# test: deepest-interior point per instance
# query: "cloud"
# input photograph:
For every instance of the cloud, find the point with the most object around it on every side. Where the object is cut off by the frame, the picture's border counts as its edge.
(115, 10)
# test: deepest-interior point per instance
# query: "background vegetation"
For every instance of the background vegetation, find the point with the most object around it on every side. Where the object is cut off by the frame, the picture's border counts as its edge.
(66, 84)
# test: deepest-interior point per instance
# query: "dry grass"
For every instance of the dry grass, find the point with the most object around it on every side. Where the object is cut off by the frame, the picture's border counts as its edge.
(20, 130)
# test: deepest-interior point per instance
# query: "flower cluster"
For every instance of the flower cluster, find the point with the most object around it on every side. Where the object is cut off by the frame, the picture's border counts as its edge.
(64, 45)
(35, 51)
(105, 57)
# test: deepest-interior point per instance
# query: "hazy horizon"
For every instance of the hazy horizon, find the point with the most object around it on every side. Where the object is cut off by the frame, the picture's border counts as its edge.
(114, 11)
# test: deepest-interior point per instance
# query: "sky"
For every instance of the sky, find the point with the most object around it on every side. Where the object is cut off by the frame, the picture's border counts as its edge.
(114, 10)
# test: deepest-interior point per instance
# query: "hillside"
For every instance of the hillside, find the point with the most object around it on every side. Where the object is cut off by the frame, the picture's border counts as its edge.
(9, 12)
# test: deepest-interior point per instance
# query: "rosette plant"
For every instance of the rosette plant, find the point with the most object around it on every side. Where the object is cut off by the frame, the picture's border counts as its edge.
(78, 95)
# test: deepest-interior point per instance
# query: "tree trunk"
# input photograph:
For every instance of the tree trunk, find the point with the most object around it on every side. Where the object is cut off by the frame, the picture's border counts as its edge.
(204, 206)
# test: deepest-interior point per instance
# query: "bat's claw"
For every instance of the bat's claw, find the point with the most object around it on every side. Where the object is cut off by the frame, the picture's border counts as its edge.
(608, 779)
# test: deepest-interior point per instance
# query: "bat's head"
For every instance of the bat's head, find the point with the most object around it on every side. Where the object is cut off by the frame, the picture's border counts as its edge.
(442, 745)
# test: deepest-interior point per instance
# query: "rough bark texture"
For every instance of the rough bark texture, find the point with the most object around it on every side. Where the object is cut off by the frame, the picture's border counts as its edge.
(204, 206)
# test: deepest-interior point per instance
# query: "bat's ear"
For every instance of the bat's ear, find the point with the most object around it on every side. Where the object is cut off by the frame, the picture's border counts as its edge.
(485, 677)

→ **REQUIREMENT**:
Print nothing but the lines from the one containing "For every instance of the bat's ear, find" through the end of the listing above, exactly as written.

→ **THE ANSWER**:
For every instance of the bat's ear, find the point with the most object around it on every side. Where the object is cut off by the frame, the picture's border counts as its edge.
(485, 677)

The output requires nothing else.